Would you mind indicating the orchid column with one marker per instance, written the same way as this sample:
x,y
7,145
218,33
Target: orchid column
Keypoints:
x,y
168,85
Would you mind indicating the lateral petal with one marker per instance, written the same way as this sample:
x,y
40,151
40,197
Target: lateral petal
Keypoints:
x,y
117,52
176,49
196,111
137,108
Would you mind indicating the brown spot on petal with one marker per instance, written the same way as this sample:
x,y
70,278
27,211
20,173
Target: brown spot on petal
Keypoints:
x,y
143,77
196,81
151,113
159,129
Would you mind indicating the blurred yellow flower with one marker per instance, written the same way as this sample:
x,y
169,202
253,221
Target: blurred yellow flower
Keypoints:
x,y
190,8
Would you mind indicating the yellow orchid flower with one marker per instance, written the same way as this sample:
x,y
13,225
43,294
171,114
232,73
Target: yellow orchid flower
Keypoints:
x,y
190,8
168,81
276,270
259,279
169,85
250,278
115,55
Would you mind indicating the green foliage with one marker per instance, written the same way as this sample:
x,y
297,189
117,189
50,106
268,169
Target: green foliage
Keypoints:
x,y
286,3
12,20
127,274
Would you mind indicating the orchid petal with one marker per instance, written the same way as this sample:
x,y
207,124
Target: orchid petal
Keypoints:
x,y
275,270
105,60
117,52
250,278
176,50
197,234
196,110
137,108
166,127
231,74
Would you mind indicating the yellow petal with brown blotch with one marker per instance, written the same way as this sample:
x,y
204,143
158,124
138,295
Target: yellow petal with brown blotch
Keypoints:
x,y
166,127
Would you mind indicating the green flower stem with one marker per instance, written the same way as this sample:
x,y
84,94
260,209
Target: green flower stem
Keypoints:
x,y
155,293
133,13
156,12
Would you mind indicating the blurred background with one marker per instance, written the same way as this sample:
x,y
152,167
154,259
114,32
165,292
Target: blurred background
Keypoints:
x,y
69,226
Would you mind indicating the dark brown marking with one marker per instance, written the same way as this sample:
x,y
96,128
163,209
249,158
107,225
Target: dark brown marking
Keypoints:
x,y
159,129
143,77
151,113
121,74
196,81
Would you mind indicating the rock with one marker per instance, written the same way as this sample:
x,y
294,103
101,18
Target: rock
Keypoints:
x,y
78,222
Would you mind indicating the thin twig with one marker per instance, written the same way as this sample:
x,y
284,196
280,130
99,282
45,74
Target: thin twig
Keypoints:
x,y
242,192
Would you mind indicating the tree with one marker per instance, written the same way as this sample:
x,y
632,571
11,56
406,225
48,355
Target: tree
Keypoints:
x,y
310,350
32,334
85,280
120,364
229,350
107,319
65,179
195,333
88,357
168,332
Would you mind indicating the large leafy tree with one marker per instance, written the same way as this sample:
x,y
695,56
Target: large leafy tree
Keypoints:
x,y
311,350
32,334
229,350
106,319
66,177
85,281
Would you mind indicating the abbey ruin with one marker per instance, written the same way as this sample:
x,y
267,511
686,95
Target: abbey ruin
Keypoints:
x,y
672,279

*-*-*

> **Exercise brief**
In the entries above, which lines hold the word "leafy"? Copy them out.

> **Answer**
Would you mind indicating the large leafy tree with one marker per instance, written the same way as this sample:
Target: large leafy tree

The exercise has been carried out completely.